SELECCIÓN:
"""
En particular, la historia de Colombia parece escrita a punta de balas. Desde el asesinato de Rafael Uribe Uribe en 1914, pasando por Jorge Eliecer Gaitán en 1948 y los magnicidios de los años 80 y 90, en las personas de Jaime Pardo Leal, Luis Carlos Galán, Bernardo Jaramillo, Carlos Pizarro, Álvaro Gómez Hurtado… Ni hablar de los secuestros, destacando el de Ingrid Betancourt. Y ahora, le toco a otro Uribe, a Miguel Uribe Turbay, quien, por cierto, es hijo de Diana Turbay, periodista que también fue víctima de la violencia, murió en un rescate después de ser secuestrada por narcotraficantes en 1991. Al parecer, en Colombia la violencia política es de familia.
El sospechoso del ataque a Miguel, un menor de edad, detenido casi al momento del hecho, de quien Petro, el presidente, dijo que ese jovencito ya era conocido por su conducta conflictiva y que estuvo en el programa “Jóvenes en Paz, pero ni a clases asistía. Dicen que ese muchacho estuvo rondando el parque cuatro horas, llegó en una moto, habló con gente en una camioneta y hasta pidió que le consignarán 3.500 pesos en Nequi. ¿Un magnicidio por menos de un dólar? Solo en Colombia. Parece sacado de una película de sicarios, tipo “Sicarios: Tierra de nadie”, pero aquí no buscan un asesino a sueldo en la frontera de México y EEUU, sino a un adolescente que dispara contra un candidato presidencial en pleno parque. Muchos se resisten a que así sea Colombia, pero la realidad se impone: la violencia política no se va, solo cambia de protagonista. Y Uribe Turbay es, tristemente, otro nombre en la larga lista de víctimas del sicariato criollo.
Estos episodios no reflejan conflictos ideológicos, muy al contrario, revelan la influencia de poderes ilegales como narcotraficantes y grupos paramilitares que han infiltrado la política, corrompiendo y desestabilizando el sistema democrático. La impunidad y la falta de garantías de seguridad para los líderes políticos, especialmente para los candidatos presidenciales, generan un clima de miedo que limita la participación y el pluralismo político. Por eso, el atentado contra Miguel, un senador joven precandidato presidencial, marca un preocupante retorno a los peores momentos de violencia política, justo en un contexto electoral clave para salirle al paso a Petro.
En conclusión, la historia de asesinatos políticos en Colombia muestra que la democracia está en una encrucijada, sin un fortalecimiento real del Estado de derecho, la garantía de seguridad para los actores políticos y la superación de la violencia estructural, el futuro democrático del país corre el riesgo de seguir marcado por la violencia, la polarización y la exclusión política. Detener la repetición de estos ciclos es un imperativo para consolidar una democracia estable y pluralista en Colombia.
"""
TAREA OBLIGATORIA 1: Repite el fragmento del texto sobre la violencia política en Colombia que va desde "En particular, la" hasta "es de familia.".

DATOS SIN PROCESAR:
"""
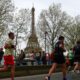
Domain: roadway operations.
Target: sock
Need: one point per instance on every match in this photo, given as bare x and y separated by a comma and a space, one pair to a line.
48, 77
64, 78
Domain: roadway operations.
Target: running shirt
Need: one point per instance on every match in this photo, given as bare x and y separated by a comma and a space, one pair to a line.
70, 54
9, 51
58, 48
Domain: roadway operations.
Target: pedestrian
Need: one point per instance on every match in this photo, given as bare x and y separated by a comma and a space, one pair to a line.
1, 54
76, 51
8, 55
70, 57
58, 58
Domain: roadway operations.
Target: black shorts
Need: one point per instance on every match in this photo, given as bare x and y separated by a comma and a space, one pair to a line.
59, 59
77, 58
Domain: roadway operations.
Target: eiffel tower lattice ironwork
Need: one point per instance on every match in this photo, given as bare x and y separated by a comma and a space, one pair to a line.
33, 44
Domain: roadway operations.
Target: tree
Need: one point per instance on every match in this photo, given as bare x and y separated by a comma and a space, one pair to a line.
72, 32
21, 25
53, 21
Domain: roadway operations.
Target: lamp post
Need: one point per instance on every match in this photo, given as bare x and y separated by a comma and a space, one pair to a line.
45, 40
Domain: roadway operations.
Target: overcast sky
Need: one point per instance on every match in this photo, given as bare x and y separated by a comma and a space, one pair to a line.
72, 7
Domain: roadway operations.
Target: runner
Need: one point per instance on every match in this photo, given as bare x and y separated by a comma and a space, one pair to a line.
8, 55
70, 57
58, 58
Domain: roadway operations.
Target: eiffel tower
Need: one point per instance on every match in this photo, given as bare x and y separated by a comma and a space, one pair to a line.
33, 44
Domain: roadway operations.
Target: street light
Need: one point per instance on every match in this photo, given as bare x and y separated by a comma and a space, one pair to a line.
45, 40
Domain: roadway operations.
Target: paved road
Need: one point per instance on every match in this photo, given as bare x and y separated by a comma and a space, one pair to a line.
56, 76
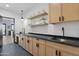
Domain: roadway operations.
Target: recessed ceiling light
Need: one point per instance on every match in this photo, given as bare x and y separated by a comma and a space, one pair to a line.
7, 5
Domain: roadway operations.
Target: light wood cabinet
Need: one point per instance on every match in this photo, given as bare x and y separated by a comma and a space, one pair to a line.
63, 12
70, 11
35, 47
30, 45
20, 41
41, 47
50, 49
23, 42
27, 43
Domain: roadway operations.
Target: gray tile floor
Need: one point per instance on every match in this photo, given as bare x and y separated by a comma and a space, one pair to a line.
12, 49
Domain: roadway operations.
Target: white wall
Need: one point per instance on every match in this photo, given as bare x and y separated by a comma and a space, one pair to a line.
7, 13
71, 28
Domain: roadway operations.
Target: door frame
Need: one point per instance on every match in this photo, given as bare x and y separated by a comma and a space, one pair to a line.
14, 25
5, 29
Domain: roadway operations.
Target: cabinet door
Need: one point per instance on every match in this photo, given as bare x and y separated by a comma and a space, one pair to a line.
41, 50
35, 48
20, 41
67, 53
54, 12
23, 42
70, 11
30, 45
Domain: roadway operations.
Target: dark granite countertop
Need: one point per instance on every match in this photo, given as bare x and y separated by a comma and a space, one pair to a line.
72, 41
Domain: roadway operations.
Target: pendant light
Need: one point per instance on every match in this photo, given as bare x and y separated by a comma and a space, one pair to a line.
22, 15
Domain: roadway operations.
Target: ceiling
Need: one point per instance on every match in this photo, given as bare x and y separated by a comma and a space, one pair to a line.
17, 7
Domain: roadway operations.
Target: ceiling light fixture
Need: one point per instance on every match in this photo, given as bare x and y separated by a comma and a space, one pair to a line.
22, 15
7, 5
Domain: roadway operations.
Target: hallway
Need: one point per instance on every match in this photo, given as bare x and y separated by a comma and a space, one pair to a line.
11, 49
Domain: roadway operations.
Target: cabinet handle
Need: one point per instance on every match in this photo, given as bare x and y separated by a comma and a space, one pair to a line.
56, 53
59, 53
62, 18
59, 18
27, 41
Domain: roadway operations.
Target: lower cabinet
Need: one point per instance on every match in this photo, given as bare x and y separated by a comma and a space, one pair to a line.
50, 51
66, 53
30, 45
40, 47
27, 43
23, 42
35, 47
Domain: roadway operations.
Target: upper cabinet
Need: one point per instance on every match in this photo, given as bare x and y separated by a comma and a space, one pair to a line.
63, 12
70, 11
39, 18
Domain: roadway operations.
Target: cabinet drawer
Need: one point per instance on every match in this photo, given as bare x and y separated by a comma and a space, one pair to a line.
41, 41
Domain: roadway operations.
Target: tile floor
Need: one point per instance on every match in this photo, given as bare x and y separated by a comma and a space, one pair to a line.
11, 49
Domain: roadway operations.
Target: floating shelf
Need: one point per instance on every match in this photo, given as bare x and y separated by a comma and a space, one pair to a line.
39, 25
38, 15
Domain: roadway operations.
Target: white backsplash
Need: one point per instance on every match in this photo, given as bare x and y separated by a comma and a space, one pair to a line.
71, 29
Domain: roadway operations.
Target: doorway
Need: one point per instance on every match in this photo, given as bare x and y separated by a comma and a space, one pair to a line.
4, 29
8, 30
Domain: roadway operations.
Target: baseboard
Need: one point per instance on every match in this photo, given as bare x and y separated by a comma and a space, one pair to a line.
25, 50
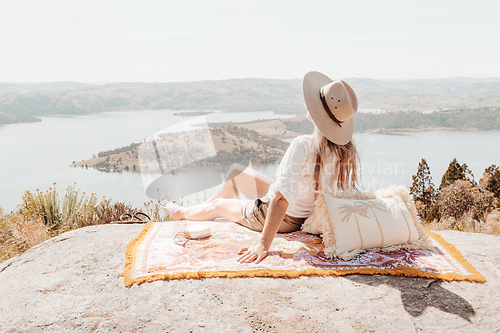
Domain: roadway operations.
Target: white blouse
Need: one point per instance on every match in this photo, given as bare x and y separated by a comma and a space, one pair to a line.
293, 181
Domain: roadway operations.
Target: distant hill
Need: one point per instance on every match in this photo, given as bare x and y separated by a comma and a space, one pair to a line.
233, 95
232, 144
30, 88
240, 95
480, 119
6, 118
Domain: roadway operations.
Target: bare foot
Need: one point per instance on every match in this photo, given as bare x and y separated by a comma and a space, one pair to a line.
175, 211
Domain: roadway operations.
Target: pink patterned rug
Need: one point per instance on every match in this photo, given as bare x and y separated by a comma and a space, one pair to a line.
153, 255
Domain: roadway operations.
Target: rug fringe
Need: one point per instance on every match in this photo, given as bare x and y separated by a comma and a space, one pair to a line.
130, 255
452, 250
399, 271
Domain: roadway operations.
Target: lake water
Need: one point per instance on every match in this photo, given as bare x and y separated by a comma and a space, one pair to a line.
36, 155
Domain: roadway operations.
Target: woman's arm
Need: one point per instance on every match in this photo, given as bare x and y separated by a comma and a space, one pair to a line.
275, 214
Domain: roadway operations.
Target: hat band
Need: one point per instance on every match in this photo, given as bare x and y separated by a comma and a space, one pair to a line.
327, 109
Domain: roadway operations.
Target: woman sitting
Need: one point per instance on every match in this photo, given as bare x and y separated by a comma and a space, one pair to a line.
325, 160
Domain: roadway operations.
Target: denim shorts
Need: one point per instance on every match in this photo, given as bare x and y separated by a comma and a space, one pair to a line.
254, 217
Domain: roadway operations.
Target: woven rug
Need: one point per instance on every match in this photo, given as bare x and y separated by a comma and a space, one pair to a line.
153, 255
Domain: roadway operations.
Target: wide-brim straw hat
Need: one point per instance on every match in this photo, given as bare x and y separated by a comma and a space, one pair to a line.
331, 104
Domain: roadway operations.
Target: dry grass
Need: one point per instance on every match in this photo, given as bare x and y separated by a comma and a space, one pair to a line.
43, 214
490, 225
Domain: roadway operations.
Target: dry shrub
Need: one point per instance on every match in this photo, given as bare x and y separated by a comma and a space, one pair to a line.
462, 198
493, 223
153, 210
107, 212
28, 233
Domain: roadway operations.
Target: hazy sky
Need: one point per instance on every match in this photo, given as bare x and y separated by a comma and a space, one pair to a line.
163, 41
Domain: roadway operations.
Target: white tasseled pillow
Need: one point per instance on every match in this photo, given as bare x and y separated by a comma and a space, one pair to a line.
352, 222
"""
TAREA OBLIGATORIA 2: Filtra las entradas y copia cada línea que contenga la cadena "eiffel". Las mayúsculas y las minúsculas cuentan.

RESPUESTA CORRECTA 1:
En particular, la historia de Colombia parece escrita a punta de balas. Desde el asesinato de Rafael Uribe Uribe en 1914, pasando por Jorge Eliecer Gaitán en 1948 y los magnicidios de los años 80 y 90, en las personas de Jaime Pardo Leal, Luis Carlos Galán, Bernardo Jaramillo, Carlos Pizarro, Álvaro Gómez Hurtado… Ni hablar de los secuestros, destacando el de Ingrid Betancourt. Y ahora, le toco a otro Uribe, a Miguel Uribe Turbay, quien, por cierto, es hijo de Diana Turbay, periodista que también fue víctima de la violencia, murió en un rescate después de ser secuestrada por narcotraficantes en 1991. Al parecer, en Colombia la violencia política es de familia.

RESPUESTA CORRECTA 2:
Target: eiffel tower lattice ironwork
Target: eiffel tower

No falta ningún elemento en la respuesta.